• EXCERPT TO READ
_ _ _ _

Thursday, May 26, 2022

Getting Out of the Rat Race: Is an "Age of Leisure and Abundance" Possible?


Keynes promised shorter working hours and greater prosperity by now. As remote as it sounds, that vision is still possible.

Why haven't working hours in rich industrialized countries declined more sharply or even increased at times since the early 1980s? And why do average working hours vary so much across rich economies? These are the questions addressed in our paper Varieties of the rat race. Working hours in the age of abundance.

These questions are interesting and especially poignant because there are indications that rich societies have perhaps long been in a position to move into an "age of leisure and abundance" due to the level of productivity they have achieved. The famous economist John Maynard Keynes predicted in his 1930 essay on The Economic Possibilities of Our Grandchildren that the conditions for significantly reduced working hours (3-hour days or 15-hour weeks) should be in place by 2030. While Keynes' predictions regarding productivity growth have actually been exceeded over the past nearly 100 years, the obstacles to more leisure time are primarily socio-political in nature.

Based on an empirical analysis of 17 European countries and the U.S. for the period 1983-2019, we conclude that lower income inequality, coordinated wage bargaining, and strongly developed public services can contribute to short working hours. This result is relevant in that shorter working hours could make an important contribution to addressing several of society’s most pressing current challenges – climate change, gender equity, and social cohesion.

The saturation of middle-class needs in the "Golden Age of Capitalism" (ca. 1950-1980)

What is the minimum amount of money a family needs to do well in life? In the United States, this question is regularly asked in a large-scale survey. How respondents' answers have changed over time since World War II says a lot about the evolution of American society, and likely also about the evolution of capitalism in rich countries as a whole.

In 1950, on average, the families surveyed thought they needed about 68% of the actual median income at the time to live satisfactorily (Figure 1). By 1980, after three decades of strong income growth across all strata of the population, 53% of median income was already sufficient for a satisfying life for the families surveyed. During the 1950s and 1960s, while aspirations for a satisfactory standard of living increased, they did not increase as much as the actual incomes of the middle class. And, interestingly, the growth of these aspirations actually came to a complete halt during the 1970s. Apparently, a certain saturation of basic material needs had been reached.


The three postwar decades, often described as the "golden age of capitalism," also displayed a remarkable reduction in average annual working hours. This was the case not only in the U.S., where the hours worked per year by employees declined by about 200 hours but in virtually all industrialized countries (Figure 2). From the perspective of neoclassical economics, leisure time behaved like a "normal good": as they got richer, people consumed more leisure.

_ _ _ _

• MATERIAL PROVIDED
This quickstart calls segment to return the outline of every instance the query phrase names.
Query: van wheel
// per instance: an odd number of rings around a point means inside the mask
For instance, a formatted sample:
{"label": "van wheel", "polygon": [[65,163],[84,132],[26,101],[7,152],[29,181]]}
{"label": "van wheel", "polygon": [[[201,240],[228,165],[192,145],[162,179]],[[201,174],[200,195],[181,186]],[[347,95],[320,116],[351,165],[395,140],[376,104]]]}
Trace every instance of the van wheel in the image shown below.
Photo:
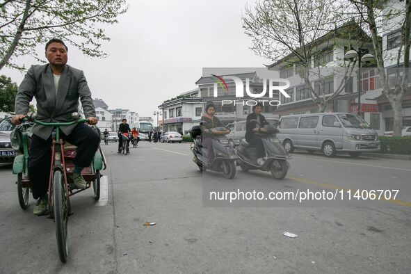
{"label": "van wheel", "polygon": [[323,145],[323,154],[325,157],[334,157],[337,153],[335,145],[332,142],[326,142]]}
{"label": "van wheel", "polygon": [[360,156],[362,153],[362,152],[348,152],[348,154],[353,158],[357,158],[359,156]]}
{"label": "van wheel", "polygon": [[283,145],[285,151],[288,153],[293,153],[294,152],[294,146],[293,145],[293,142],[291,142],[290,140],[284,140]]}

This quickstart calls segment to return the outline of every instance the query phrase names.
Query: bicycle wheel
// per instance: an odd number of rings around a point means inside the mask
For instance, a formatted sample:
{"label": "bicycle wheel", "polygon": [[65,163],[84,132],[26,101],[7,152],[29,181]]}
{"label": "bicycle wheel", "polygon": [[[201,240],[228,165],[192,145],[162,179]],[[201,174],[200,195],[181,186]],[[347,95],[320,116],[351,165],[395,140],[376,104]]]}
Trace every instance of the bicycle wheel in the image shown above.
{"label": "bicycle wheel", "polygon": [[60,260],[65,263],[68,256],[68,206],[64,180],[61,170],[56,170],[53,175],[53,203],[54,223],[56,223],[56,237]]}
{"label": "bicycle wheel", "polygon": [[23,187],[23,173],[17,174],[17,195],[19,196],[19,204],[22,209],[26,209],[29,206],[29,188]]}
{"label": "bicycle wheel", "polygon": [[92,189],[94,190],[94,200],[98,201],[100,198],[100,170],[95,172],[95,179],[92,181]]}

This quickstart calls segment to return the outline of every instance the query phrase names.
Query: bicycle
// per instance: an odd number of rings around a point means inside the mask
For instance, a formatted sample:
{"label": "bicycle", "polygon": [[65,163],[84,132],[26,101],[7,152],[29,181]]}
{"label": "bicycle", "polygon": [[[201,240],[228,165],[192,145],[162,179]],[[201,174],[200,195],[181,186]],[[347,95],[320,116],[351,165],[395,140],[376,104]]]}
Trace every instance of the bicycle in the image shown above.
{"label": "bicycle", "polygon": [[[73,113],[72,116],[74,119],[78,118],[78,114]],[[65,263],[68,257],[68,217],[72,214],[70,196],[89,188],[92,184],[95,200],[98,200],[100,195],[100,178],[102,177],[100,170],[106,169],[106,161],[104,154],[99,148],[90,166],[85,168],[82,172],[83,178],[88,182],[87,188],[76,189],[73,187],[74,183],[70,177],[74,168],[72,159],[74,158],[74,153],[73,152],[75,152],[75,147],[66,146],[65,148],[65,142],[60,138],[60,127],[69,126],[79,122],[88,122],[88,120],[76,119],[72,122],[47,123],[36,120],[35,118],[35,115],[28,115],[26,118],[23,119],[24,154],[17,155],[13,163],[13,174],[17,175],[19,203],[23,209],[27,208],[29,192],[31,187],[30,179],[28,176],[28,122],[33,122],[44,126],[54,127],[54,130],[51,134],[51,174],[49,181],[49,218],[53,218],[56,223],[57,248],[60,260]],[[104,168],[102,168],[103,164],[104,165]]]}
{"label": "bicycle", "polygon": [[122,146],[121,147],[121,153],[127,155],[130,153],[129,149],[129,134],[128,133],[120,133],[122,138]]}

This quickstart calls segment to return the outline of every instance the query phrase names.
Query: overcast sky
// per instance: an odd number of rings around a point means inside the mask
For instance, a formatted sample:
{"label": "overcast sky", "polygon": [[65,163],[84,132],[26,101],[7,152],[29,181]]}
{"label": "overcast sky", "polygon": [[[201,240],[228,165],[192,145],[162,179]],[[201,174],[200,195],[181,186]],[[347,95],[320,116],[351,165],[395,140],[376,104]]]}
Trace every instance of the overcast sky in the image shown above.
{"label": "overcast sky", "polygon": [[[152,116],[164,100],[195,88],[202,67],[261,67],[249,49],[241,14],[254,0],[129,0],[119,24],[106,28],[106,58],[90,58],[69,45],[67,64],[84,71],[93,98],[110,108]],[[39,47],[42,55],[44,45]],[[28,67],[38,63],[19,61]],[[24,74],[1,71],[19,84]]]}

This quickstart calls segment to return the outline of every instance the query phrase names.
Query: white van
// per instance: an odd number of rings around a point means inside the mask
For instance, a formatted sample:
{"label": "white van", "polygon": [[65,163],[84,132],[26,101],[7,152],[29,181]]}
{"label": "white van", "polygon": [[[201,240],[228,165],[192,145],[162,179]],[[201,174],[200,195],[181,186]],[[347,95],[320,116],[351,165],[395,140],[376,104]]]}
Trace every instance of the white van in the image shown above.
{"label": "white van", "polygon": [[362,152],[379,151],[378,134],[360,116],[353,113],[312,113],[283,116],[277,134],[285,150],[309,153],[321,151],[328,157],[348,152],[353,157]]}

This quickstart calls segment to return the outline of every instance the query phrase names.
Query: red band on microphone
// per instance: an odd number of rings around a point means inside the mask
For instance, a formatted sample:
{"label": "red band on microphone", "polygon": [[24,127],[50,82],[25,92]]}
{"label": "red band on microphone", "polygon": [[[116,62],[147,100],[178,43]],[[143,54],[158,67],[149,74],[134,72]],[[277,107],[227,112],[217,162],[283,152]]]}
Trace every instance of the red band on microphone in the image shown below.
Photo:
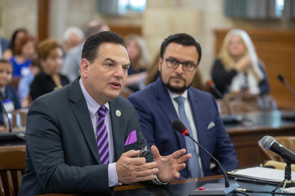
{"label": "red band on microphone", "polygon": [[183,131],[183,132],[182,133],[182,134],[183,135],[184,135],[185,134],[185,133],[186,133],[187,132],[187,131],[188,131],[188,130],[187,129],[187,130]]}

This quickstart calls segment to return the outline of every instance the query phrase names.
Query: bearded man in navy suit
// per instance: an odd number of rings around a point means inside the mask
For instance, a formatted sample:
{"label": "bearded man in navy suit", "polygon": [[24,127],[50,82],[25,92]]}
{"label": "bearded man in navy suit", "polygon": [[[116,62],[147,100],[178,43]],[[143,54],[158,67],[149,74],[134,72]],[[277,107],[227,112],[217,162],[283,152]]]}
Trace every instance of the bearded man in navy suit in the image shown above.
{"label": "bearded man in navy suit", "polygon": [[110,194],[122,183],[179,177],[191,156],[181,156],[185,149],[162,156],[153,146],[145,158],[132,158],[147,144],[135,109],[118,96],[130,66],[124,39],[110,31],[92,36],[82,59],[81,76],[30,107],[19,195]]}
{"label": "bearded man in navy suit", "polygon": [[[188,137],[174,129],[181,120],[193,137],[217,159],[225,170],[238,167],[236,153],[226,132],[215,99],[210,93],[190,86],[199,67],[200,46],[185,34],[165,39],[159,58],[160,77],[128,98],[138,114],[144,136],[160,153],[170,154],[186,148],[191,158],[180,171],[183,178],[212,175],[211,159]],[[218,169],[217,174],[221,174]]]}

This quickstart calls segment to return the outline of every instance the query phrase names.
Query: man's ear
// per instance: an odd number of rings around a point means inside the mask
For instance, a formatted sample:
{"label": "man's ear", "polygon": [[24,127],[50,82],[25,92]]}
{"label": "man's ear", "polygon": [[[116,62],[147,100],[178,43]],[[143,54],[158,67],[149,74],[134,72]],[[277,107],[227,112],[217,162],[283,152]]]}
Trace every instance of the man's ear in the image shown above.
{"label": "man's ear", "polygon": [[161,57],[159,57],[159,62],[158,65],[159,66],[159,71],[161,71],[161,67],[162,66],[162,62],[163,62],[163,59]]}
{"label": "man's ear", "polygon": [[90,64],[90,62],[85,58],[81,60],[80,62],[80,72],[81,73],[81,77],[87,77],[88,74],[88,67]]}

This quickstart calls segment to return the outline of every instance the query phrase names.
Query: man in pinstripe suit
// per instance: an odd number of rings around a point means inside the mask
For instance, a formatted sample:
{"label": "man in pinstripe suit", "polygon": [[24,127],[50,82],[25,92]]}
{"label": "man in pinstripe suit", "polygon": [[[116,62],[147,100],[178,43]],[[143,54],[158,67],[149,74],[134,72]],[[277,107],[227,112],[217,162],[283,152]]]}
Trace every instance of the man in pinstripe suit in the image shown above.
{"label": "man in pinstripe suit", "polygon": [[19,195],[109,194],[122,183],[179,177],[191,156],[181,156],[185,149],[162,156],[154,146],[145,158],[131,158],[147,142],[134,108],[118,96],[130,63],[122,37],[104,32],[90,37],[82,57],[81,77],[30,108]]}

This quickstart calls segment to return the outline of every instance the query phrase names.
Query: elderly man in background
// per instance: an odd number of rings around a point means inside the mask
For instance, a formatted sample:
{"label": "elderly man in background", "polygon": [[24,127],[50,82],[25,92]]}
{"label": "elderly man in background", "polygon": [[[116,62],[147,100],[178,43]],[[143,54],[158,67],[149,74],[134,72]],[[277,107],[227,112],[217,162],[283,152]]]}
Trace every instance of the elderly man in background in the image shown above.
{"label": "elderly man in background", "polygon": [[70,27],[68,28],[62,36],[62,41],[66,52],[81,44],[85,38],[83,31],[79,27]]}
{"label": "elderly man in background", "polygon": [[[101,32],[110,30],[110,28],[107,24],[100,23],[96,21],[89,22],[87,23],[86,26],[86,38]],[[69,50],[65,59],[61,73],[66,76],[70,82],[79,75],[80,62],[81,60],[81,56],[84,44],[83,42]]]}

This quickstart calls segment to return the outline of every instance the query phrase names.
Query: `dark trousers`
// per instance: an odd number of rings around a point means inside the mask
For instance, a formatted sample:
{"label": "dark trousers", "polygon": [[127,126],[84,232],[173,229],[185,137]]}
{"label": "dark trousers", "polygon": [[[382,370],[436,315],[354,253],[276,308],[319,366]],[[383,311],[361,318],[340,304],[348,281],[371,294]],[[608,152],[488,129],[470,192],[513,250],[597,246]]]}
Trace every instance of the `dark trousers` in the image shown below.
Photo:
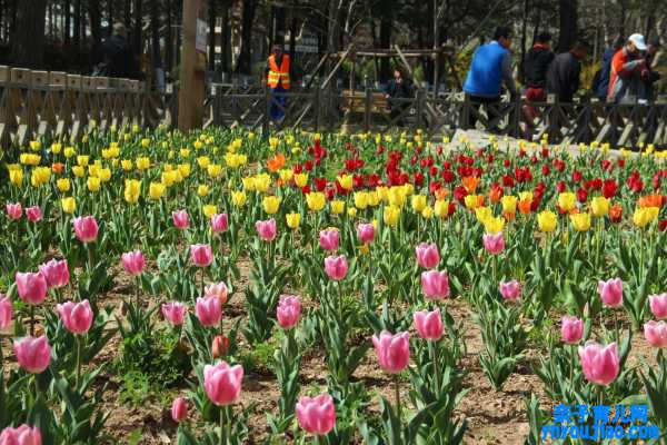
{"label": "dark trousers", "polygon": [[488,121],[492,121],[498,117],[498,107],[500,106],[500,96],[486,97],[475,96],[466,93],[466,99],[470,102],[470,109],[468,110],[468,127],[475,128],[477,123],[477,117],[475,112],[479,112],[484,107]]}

_ _ _ _

• PROBLEM REQUIREMENTS
Resume the article on working hours and the "age of leisure and abundance," continuing from its final sentence about leisure behaving like a "normal good."

• TASK ANSWER
It almost seems that, as Keynes put it in his 1930 essay, "the economic problem" was more or less solved: as income levels rose, people's material needs would be met and they would now prefer to devote more of their time to non-economic purposes rather than continuing to work long hours.

The reestablishment of material neediness in the "neoliberal age" (from ca. 1980)

But things turned out completely differently. Since the 1980s, material saturation has given way to a new and growing sense of material deprivation among large segments of the population. The level of income that families consider minimally necessary to make ends meet has risen again over this period, and at increasing rates of growth. When the global financial crisis hit in 2007, the subjective minimum income was again 68% of the actual median income, just as it had been in 1950 (Figure 1).

Average hours worked by employees did not decline in the U.S. after 1980; instead, they rose again until the early 2000s before remaining at a high level. In fact, annual hours worked per working-age person rose steadily by about 150 hours from 1980 to 2000, a trend interrupted only by two deep recessions. Working hours in other industrialized countries show broadly similar trends over time, but with some differences in the extent and timing of these developments (Figure 2).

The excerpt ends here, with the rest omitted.